▶ **Task objective**
Reproduce word for word the entries below, from the line with "You are a warehouse inventory robot. Locate the vegetated" up to and including the line with "[271,525,732,1100]".

▶ **Material shown**
--
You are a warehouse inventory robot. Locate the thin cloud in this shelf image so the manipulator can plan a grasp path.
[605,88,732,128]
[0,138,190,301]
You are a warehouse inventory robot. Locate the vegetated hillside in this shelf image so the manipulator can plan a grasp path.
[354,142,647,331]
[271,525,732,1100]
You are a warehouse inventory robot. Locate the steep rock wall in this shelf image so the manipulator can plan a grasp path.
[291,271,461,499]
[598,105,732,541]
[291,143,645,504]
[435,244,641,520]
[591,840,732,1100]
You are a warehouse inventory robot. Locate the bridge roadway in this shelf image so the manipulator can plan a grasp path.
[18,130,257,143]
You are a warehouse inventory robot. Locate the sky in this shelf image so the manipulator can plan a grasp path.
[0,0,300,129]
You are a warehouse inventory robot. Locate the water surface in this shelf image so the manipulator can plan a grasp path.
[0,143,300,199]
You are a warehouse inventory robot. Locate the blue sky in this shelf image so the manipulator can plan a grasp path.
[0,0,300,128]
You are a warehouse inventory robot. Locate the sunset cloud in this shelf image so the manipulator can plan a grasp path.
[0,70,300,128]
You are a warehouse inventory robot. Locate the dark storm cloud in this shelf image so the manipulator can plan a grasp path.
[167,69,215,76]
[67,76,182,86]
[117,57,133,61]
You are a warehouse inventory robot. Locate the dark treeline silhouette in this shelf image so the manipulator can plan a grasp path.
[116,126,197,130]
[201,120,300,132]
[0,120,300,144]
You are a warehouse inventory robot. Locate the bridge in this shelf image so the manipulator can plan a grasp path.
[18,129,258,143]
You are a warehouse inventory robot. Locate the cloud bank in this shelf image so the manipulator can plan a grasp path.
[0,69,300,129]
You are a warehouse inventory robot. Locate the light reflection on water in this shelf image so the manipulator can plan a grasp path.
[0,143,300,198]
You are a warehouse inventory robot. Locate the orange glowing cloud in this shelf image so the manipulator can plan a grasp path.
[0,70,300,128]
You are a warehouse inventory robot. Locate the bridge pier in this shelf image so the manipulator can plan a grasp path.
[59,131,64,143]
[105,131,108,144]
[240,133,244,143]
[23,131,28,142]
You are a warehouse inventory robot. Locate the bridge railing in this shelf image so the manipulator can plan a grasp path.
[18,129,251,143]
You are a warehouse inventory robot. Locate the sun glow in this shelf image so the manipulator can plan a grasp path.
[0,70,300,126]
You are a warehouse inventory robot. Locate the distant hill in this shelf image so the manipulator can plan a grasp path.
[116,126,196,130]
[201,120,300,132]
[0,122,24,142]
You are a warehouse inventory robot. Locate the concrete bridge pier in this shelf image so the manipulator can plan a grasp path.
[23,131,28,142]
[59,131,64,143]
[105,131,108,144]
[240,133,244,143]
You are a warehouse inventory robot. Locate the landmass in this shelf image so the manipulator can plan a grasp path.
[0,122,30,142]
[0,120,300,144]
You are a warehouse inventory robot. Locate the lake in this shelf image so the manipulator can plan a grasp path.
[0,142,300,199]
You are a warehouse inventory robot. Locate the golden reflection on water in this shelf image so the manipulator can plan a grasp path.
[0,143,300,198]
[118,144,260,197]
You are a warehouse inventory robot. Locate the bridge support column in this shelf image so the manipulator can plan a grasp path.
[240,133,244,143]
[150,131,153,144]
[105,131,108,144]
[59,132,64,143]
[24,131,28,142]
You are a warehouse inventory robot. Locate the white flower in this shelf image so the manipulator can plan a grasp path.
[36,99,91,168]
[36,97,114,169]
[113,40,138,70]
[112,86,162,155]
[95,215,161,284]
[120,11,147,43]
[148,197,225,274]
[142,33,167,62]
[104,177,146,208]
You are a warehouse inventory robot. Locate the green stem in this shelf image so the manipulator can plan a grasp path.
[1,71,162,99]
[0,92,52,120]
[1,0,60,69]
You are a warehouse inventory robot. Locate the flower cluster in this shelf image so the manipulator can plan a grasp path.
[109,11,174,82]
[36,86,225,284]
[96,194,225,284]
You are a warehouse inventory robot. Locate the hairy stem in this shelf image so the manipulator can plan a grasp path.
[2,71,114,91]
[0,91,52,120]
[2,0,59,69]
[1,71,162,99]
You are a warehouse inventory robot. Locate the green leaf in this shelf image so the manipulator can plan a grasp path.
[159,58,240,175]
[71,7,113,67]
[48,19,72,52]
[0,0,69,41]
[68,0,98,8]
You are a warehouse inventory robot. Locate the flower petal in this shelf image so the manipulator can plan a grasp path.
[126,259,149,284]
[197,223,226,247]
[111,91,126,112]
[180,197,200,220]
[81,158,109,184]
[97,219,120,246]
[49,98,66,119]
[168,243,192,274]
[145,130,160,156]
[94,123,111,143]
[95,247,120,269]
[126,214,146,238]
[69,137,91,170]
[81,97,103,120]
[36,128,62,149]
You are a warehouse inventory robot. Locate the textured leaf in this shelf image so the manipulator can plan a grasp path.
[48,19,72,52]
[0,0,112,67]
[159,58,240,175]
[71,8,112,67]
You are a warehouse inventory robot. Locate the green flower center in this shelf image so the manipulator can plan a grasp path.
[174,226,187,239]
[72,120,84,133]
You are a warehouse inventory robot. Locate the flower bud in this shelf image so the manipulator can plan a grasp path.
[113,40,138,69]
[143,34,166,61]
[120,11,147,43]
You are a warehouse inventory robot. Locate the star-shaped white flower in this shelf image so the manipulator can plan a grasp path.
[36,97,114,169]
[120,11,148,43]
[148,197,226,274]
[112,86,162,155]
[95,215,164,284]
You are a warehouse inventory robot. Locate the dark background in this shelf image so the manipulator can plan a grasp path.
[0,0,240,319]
--
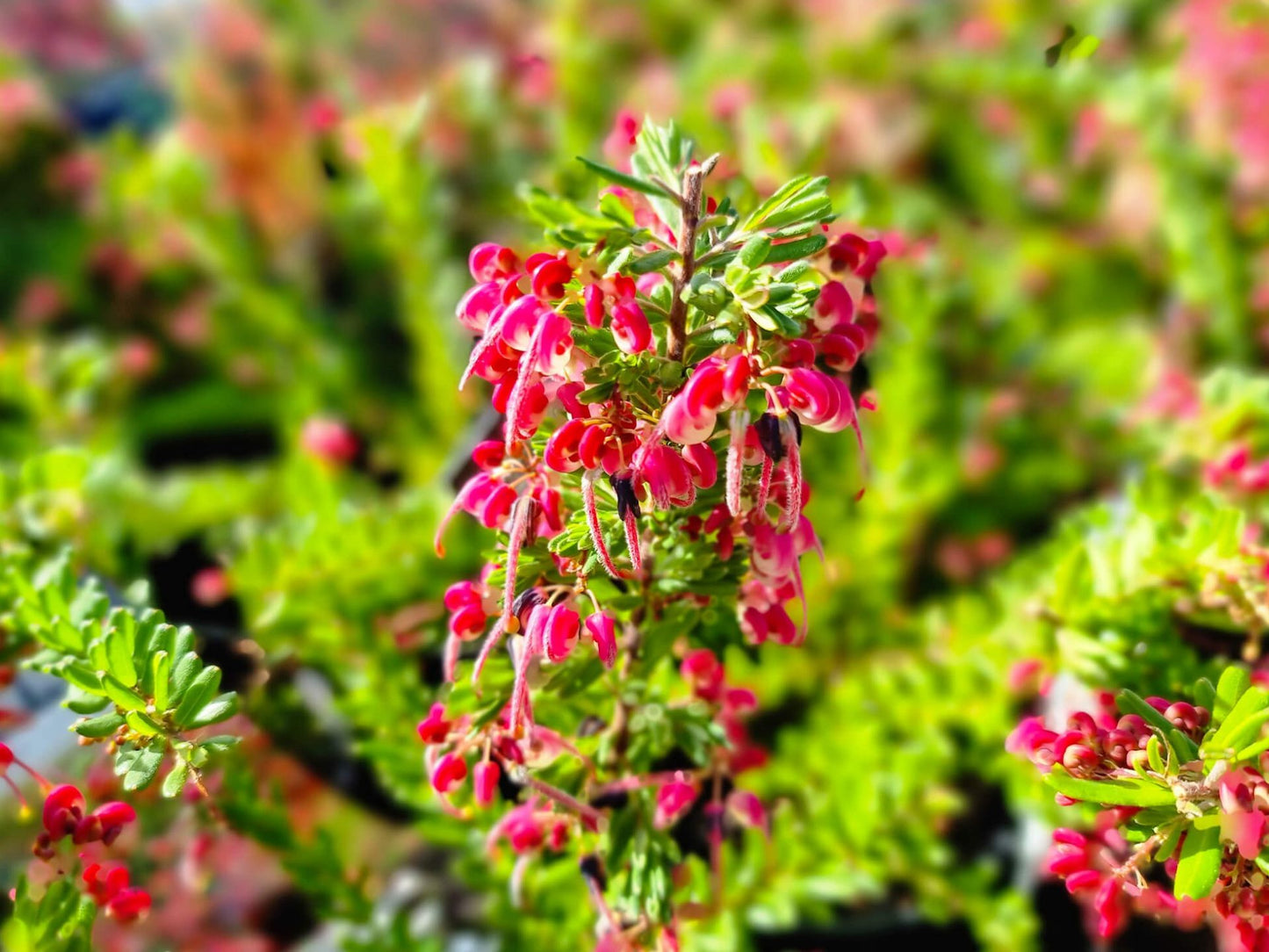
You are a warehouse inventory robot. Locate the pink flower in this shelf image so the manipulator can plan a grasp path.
--
▶ **Reply to the task**
You are a warehouse inventory robot. Locate the vegetated hillside in this shelf image so the manipulator can plan a grasp path.
[354,142,647,331]
[271,525,732,1100]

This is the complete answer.